> **TEXTO DA PÁGINA**
────────────────
Tabela 6 - Tabela 2x2 com associação topográfica entre os segmentos com DP e os com

AMP, p< 0,0001.

AMP NORMAL Total

DP 24 25 49

Perfusão NORMAL 77 316 393

Total 101 341 442

DP: defeito de perfusão; AMP: alteração de mobilidade parietal

4.5. Avaliação qualitativa e descritiva visual

Alguns animais foram selecionados aleatoriamente para a descrição e comparação de

achados histopatológicos entre animais controle, animais infectados sem defeito de perfusão e

animais infectados com defeito perfusional. Nos animais controles, foram encontradas fibras

preservadas, com leve edema intracelular (Figura 10-A). Nos animais infectados sem DP ou

AMP, foi identificada congestão, leve edema intracelular e bandas de contração (Figura 10-

B).

Considerando os animais que apresentam DP com função ventricular preservada, os

segmentos acometidos evidenciaram congestão e bandas de contração, enquanto que os

segmentos que não possuem DP apresentavam fibras mais preservadas, congestão discreta e

presença de algumas fibras eosinofílicas em base ventricular (Figura 10-C).
────────────────
> **LISTAGEM SELECIONADA**
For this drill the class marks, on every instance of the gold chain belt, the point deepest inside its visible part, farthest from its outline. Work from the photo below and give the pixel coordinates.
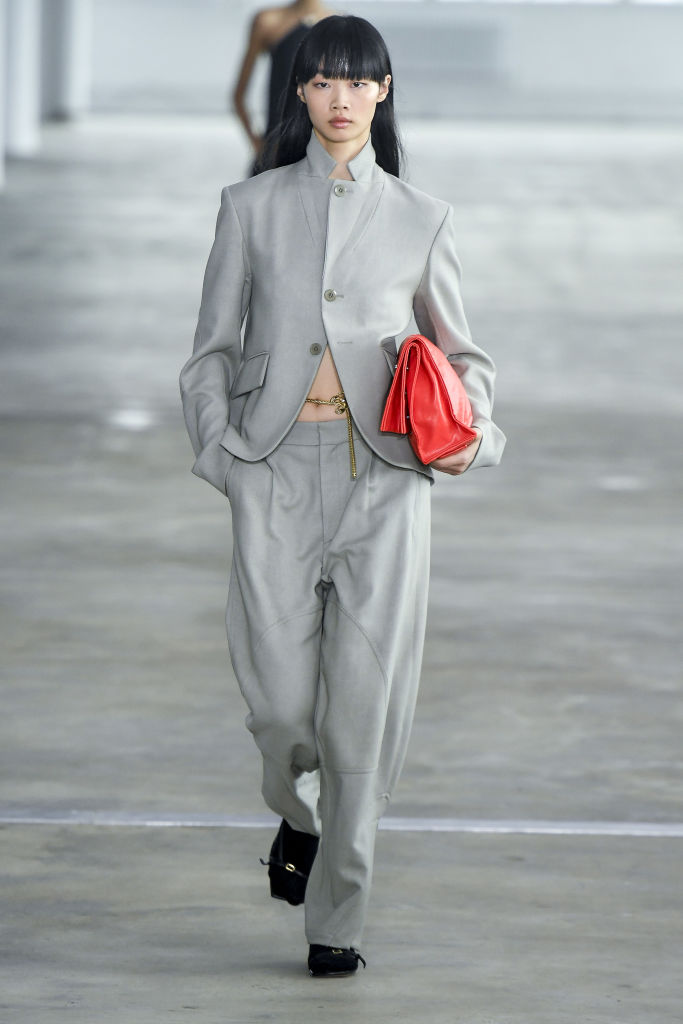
(341, 407)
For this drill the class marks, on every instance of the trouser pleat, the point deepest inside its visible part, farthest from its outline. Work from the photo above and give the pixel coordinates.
(326, 623)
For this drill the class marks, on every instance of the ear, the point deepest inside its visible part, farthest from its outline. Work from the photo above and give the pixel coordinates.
(384, 89)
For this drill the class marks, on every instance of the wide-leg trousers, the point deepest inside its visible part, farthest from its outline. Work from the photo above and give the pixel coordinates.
(326, 622)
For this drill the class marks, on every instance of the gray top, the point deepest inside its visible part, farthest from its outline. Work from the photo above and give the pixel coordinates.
(306, 260)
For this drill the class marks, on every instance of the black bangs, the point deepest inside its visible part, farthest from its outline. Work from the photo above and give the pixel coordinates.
(342, 47)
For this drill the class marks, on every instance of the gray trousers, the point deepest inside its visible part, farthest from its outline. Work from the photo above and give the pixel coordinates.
(326, 622)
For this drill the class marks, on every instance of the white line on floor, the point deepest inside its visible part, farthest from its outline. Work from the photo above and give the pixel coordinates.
(498, 827)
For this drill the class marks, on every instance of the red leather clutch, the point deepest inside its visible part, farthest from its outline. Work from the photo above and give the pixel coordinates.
(428, 401)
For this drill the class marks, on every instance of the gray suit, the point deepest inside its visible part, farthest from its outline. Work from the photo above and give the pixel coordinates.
(328, 600)
(389, 253)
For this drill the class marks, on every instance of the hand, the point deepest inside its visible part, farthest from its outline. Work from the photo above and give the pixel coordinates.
(458, 462)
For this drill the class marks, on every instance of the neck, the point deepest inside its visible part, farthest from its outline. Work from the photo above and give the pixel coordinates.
(342, 153)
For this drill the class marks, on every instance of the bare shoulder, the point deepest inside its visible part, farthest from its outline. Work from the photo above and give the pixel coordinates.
(270, 24)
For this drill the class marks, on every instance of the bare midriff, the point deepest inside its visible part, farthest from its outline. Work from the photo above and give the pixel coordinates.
(326, 386)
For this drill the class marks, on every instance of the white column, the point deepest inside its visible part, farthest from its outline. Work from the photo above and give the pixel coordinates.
(23, 77)
(3, 45)
(67, 57)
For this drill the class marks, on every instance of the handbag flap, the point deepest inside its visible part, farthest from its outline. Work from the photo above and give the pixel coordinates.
(394, 419)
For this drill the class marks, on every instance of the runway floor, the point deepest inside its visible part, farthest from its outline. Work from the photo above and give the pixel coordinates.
(530, 868)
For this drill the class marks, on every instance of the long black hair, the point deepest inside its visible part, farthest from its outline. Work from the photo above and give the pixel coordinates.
(338, 46)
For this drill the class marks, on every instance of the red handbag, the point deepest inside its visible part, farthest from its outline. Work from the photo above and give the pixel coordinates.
(428, 402)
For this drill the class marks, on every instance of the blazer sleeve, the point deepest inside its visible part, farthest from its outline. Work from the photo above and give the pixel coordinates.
(439, 314)
(207, 377)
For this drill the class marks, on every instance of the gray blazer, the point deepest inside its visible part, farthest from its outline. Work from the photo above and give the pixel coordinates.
(307, 261)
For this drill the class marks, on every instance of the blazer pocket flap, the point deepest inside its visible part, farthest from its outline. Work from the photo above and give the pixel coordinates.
(250, 375)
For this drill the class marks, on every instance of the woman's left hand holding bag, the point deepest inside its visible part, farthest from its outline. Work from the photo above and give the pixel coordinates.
(457, 463)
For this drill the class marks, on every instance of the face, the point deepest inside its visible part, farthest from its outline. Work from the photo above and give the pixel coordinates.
(342, 110)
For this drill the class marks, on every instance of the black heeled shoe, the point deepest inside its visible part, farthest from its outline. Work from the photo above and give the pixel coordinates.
(331, 962)
(292, 856)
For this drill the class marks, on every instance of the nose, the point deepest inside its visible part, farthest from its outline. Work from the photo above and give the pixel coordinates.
(339, 97)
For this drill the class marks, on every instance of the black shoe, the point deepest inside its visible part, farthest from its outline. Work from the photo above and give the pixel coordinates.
(331, 962)
(292, 856)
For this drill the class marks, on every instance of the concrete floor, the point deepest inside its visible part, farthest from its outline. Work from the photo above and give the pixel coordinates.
(551, 687)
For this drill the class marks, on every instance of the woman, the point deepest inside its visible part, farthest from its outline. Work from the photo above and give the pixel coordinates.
(278, 32)
(327, 256)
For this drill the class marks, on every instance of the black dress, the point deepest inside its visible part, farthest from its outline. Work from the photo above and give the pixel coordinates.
(282, 58)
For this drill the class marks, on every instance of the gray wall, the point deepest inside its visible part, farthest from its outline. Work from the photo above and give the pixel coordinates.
(452, 59)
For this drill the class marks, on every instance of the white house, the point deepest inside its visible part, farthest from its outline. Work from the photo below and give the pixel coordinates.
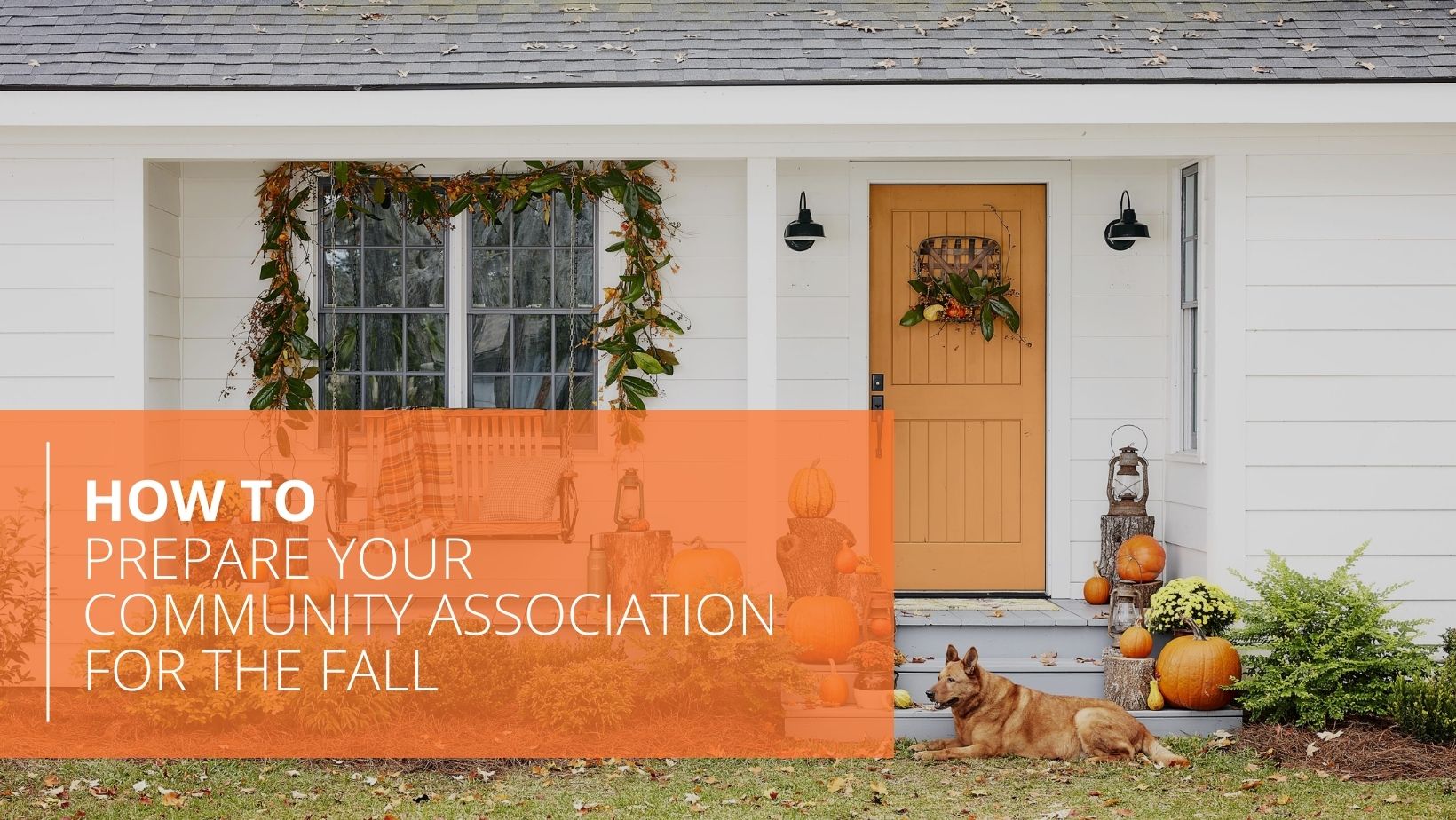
(1286, 334)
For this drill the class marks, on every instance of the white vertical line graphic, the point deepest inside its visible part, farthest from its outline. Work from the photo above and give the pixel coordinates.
(47, 581)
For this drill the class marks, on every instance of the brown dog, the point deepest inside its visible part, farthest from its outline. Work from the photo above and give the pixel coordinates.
(994, 717)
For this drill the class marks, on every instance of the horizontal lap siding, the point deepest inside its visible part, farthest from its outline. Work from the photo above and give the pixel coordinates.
(1351, 385)
(57, 268)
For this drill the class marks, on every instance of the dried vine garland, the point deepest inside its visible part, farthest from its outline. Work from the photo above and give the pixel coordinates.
(634, 320)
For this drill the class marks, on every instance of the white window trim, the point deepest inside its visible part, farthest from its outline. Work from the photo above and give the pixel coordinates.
(1176, 344)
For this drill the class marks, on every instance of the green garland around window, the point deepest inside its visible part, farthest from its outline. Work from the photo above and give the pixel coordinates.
(634, 320)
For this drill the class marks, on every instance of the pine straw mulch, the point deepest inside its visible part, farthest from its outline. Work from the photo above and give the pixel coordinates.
(1357, 751)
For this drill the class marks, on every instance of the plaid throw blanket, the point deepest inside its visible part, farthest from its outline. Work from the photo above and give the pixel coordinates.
(415, 495)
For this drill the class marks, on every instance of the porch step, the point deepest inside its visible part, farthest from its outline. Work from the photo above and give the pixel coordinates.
(1067, 677)
(1069, 628)
(934, 724)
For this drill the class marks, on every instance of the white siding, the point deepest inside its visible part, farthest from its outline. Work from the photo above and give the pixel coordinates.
(57, 267)
(1351, 395)
(163, 366)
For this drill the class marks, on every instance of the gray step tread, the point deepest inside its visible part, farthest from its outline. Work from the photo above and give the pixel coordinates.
(1003, 666)
(1069, 612)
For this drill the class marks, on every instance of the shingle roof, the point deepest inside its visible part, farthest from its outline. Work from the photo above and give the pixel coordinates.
(241, 44)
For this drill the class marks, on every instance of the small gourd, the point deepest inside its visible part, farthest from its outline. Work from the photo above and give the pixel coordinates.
(1136, 643)
(1096, 590)
(1155, 698)
(833, 690)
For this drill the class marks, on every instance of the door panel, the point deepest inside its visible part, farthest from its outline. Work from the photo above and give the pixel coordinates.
(970, 415)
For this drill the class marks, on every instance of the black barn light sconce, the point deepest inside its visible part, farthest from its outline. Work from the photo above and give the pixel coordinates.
(1120, 233)
(801, 233)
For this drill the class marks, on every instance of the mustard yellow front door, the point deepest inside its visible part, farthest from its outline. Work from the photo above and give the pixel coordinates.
(970, 415)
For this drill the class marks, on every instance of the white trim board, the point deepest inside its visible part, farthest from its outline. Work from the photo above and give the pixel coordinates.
(827, 105)
(1057, 178)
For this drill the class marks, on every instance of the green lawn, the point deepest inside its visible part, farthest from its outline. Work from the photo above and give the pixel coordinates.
(1221, 784)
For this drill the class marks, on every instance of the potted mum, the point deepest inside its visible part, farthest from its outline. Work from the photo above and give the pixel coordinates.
(875, 682)
(1191, 599)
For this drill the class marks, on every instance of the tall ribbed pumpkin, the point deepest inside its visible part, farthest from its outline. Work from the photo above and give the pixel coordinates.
(811, 493)
(823, 627)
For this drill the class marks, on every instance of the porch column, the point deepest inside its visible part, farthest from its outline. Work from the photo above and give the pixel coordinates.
(1225, 408)
(762, 293)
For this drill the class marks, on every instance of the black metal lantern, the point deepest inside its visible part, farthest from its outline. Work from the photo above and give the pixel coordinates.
(630, 504)
(1120, 233)
(1128, 478)
(801, 233)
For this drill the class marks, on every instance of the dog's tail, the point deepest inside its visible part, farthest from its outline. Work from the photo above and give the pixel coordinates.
(1159, 753)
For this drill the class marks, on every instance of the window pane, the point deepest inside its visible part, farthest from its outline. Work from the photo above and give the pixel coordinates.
(1190, 272)
(339, 335)
(382, 279)
(584, 227)
(341, 392)
(425, 390)
(336, 231)
(384, 343)
(532, 345)
(577, 392)
(384, 231)
(530, 392)
(341, 277)
(532, 279)
(495, 233)
(491, 392)
(425, 279)
(488, 341)
(425, 341)
(571, 354)
(529, 227)
(561, 222)
(384, 392)
(489, 279)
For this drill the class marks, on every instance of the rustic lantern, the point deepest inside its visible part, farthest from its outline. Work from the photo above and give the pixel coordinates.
(630, 504)
(1124, 611)
(1128, 479)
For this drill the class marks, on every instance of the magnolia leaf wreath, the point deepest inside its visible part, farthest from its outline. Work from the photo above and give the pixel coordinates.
(960, 280)
(275, 338)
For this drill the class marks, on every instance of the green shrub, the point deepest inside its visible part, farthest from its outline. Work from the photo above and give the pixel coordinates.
(1331, 649)
(22, 595)
(1426, 706)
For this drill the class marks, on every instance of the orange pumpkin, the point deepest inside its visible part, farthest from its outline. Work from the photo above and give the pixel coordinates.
(1096, 590)
(1136, 643)
(823, 627)
(700, 568)
(833, 690)
(1140, 558)
(811, 493)
(1192, 670)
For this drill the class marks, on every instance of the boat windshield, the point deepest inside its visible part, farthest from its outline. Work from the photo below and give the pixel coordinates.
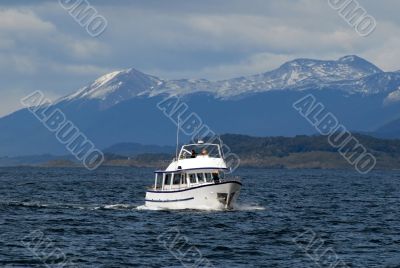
(194, 150)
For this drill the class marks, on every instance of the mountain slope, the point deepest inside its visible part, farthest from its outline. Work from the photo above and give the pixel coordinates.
(122, 106)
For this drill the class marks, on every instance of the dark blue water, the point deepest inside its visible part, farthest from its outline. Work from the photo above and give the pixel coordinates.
(76, 218)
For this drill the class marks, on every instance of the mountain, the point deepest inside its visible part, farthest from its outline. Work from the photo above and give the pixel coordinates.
(133, 149)
(389, 130)
(299, 74)
(121, 106)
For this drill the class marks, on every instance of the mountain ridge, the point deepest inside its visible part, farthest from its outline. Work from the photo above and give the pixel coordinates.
(298, 74)
(122, 106)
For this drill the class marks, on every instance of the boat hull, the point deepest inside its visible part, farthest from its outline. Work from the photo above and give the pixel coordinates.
(209, 196)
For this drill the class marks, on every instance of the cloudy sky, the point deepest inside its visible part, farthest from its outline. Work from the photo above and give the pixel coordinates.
(43, 47)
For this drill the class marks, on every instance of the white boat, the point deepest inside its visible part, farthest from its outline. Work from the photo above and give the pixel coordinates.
(194, 180)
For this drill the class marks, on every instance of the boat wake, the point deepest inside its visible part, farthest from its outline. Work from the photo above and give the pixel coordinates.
(69, 206)
(247, 207)
(237, 207)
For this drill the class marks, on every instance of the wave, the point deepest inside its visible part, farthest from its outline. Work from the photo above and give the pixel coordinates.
(68, 206)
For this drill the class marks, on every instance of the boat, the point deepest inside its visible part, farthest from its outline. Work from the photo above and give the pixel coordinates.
(195, 179)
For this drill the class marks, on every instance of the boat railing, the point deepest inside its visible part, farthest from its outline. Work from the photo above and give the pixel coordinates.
(231, 178)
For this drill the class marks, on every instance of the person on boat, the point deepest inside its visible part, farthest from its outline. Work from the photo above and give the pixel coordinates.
(215, 177)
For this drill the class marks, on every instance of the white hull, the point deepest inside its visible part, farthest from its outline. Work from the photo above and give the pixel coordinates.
(207, 196)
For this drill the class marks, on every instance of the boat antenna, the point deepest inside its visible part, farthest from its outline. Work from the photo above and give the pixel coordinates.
(177, 137)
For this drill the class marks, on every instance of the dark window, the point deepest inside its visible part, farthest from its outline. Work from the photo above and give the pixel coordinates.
(167, 180)
(192, 178)
(177, 179)
(200, 177)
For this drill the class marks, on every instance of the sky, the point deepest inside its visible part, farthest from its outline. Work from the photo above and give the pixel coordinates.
(43, 47)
────────────────
> **TAREFA 1**
Segundo o texto da página, o que foi encontrado nos animais controles?
> **TAREFA 2**
Repita o trecho do texto da página começando nas palavras "AMP, foi identificada" e parando logo depois de "ventricular (Figura 10-C).".
> **TAREFA 3**
Dê continuidade, por favor, ao texto sobre os achados histopatológicos nos animais, a partir de onde ele termina.

> **RESPOSTA 1**
Fibras preservadas, com leve edema intracelular.

> **RESPOSTA 2**
AMP, foi identificada congestão, leve edema intracelular e bandas de contração (Figura 10-

B).

Considerando os animais que apresentam DP com função ventricular preservada, os

segmentos acometidos evidenciaram congestão e bandas de contração, enquanto que os

segmentos que não possuem DP apresentavam fibras mais preservadas, congestão discreta e

presença de algumas fibras eosinofílicas em base ventricular (Figura 10-C).

> **RESPOSTA 3**
Nos animais com DP e disfunção ventricular, foi encontrado congestão e hemorragia,

bandas de contração, arteríolas dilatadas, edema intracelular e fibras onduladas e adelgaçadas

em base ventricular esquerda (Figura 10-D).

Portanto, pela análise visual qualitativa nas regiões com DP em animais com

disfunção ventricular foram encontradas alterações mais graves como congestão, hemorragia

e edema intracelular que não foram vistos em outros animais controles e naqueles infectados

sem defeitos perfusionais. Esses achados reforçam o resultado de que os defeitos de perfusão

correspondem a regiões com maior grau de lesão miocárdica de natureza inflamatória, mas

não à fibrose coalescente.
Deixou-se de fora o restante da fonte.